(What you need to do): Reproduce all of the records with every "camouflage jacket" swapped for "camo jacket" and everything else unchanged.
** begin **
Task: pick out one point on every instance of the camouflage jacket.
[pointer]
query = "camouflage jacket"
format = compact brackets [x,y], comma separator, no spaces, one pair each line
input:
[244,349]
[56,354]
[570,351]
** end **
(Worked solution):
Task: pick out one point on every instance of the camo jacket.
[pointer]
query = "camo jacket"
format = compact brackets [x,y], comma separator, no spaces, one pair each line
input:
[244,349]
[56,354]
[570,351]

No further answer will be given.